[Przykłady oznaczania punktów]

"""

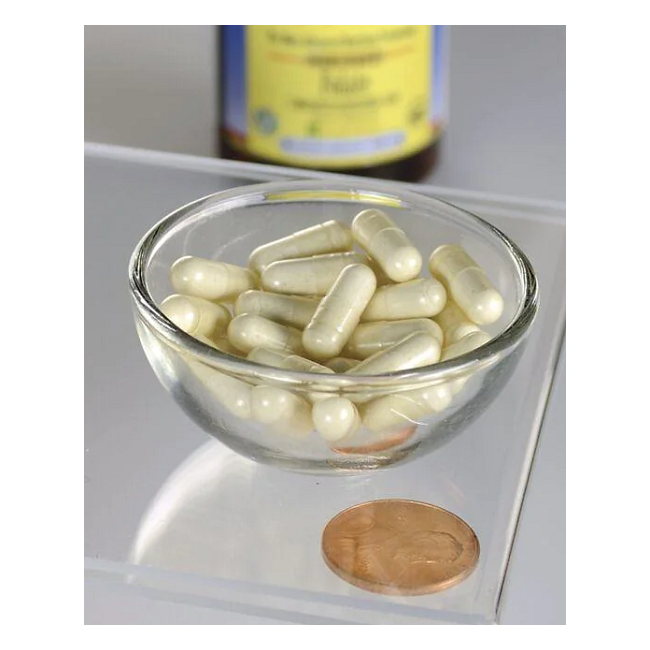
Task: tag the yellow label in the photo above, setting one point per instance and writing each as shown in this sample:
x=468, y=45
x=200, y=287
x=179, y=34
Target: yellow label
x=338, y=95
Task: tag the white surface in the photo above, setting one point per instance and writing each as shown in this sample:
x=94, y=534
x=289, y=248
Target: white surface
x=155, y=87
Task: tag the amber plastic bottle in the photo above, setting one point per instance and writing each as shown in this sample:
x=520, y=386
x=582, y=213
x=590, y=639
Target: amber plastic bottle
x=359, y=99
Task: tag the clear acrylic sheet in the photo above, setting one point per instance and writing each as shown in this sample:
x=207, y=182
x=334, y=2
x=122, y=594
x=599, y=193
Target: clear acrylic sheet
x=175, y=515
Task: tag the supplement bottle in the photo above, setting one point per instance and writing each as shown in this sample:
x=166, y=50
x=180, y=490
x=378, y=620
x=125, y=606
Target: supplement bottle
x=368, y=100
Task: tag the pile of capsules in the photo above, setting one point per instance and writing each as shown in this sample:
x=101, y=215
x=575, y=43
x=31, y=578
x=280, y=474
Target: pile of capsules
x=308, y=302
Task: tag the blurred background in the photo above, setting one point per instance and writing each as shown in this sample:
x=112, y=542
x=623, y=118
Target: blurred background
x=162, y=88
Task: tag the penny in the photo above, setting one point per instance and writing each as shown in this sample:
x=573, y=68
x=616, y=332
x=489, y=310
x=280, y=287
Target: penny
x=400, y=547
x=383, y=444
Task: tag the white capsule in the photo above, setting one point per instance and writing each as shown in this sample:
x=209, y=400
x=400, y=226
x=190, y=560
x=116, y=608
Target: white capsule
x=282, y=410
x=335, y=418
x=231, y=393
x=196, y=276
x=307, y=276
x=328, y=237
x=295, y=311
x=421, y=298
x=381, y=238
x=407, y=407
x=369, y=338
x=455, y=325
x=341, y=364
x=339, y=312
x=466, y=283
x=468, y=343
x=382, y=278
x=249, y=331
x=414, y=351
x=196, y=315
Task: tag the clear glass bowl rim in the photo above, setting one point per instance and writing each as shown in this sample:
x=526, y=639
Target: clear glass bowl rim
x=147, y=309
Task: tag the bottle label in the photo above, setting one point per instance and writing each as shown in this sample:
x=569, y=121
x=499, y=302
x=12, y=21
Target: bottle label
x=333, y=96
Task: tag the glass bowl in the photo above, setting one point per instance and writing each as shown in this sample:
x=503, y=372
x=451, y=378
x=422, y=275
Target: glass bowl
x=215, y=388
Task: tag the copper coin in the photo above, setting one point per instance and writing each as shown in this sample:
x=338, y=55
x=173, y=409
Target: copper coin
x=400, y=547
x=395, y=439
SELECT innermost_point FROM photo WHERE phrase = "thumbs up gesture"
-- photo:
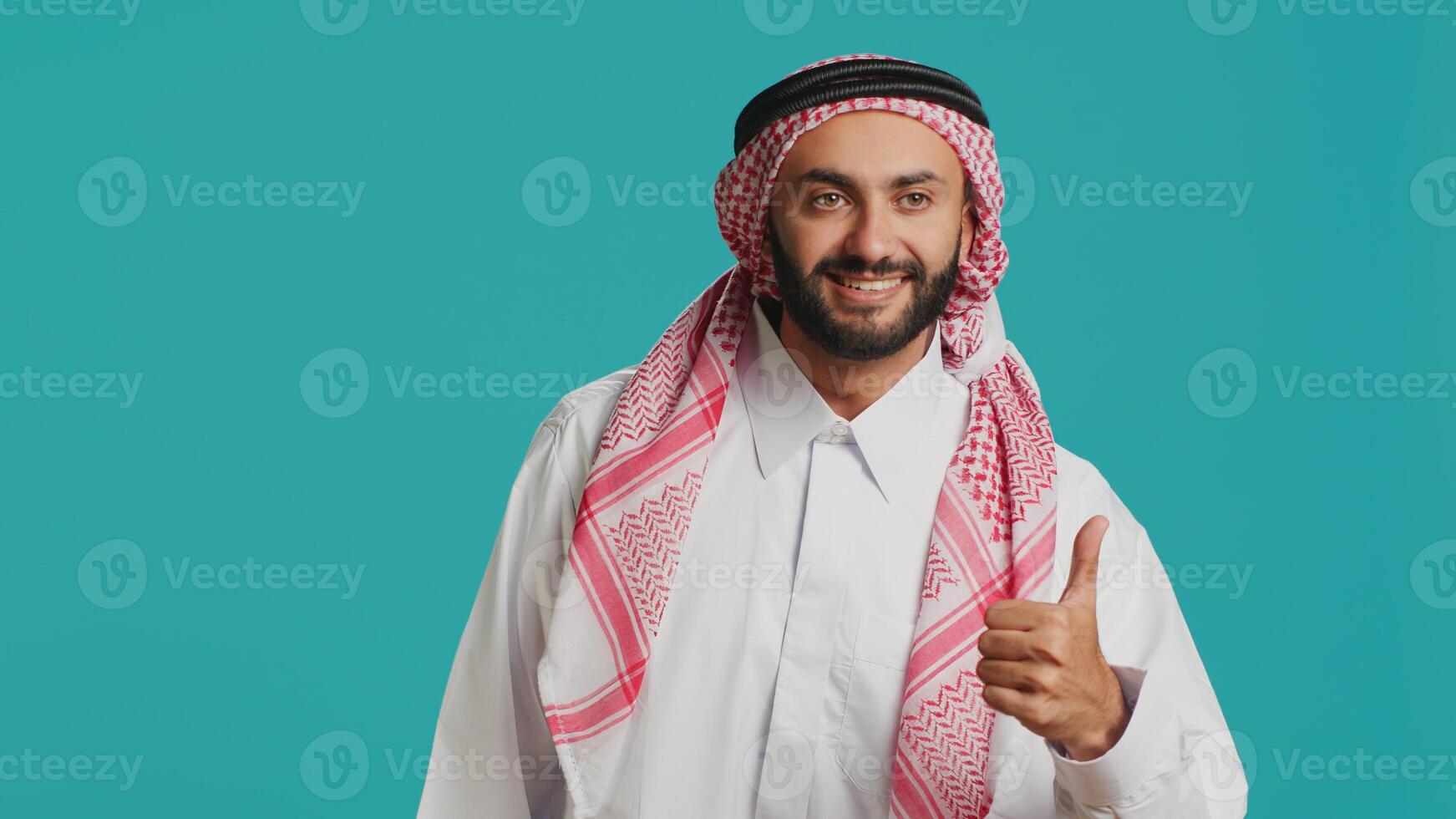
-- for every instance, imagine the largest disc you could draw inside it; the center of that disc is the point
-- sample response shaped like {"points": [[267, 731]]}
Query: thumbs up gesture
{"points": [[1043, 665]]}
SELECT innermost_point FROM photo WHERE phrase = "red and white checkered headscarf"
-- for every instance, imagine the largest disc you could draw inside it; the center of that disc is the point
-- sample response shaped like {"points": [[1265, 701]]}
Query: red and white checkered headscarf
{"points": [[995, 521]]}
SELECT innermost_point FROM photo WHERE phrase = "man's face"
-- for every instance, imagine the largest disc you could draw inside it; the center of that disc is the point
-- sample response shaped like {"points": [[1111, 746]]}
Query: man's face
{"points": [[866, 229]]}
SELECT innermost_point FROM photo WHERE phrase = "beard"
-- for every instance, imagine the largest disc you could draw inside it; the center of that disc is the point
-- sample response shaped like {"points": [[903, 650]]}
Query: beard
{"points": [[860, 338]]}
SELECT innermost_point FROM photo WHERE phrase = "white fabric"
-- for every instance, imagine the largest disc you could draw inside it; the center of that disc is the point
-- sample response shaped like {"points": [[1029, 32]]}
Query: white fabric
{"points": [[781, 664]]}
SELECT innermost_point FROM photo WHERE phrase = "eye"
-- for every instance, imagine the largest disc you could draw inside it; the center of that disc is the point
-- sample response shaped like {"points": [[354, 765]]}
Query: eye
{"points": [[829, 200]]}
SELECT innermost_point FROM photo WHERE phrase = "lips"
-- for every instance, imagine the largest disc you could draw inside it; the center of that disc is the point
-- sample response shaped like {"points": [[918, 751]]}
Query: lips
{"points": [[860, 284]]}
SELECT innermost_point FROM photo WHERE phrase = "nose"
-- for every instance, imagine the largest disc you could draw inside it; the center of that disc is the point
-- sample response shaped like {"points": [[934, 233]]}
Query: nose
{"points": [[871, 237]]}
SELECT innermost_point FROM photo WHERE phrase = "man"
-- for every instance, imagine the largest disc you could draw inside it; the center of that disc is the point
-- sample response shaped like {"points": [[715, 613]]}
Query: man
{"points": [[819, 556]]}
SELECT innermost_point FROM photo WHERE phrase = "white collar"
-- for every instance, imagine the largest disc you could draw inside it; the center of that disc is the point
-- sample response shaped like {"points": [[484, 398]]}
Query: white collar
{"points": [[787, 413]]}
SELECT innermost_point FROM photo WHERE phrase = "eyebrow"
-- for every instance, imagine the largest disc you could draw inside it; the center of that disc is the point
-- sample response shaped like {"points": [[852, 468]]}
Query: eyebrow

"""

▶ [ZADANIE PISEMNE]
Przedstaw jako tabelę Markdown wiersze od tego, który zawiera „Task: tag the amber”, do tego, który zawiera „x=175, y=515”, włącznie z oboma, bez pustych wierszy. W kolumnie „Nr” podaj kolejny numer wiersza tabeli, a w kolumnie „Treść” sam wiersz.

▶ [ODPOWIEDŹ]
| Nr | Treść |
|---|---|
| 1 | Task: tag the amber plastic bottle in the photo above, setting one point per instance and writing each as shown in this sample: |
| 2 | x=520, y=386 |
| 3 | x=582, y=213 |
| 4 | x=590, y=639 |
| 5 | Target: amber plastic bottle |
| 6 | x=359, y=99 |
| 7 | Task: tag the clear acrylic sheet in the photo above, setting one point per instance and writing each as shown in this sample: |
| 8 | x=207, y=182 |
| 9 | x=334, y=2 |
| 10 | x=122, y=594 |
| 11 | x=599, y=193 |
| 12 | Target: clear acrylic sheet |
| 13 | x=175, y=515 |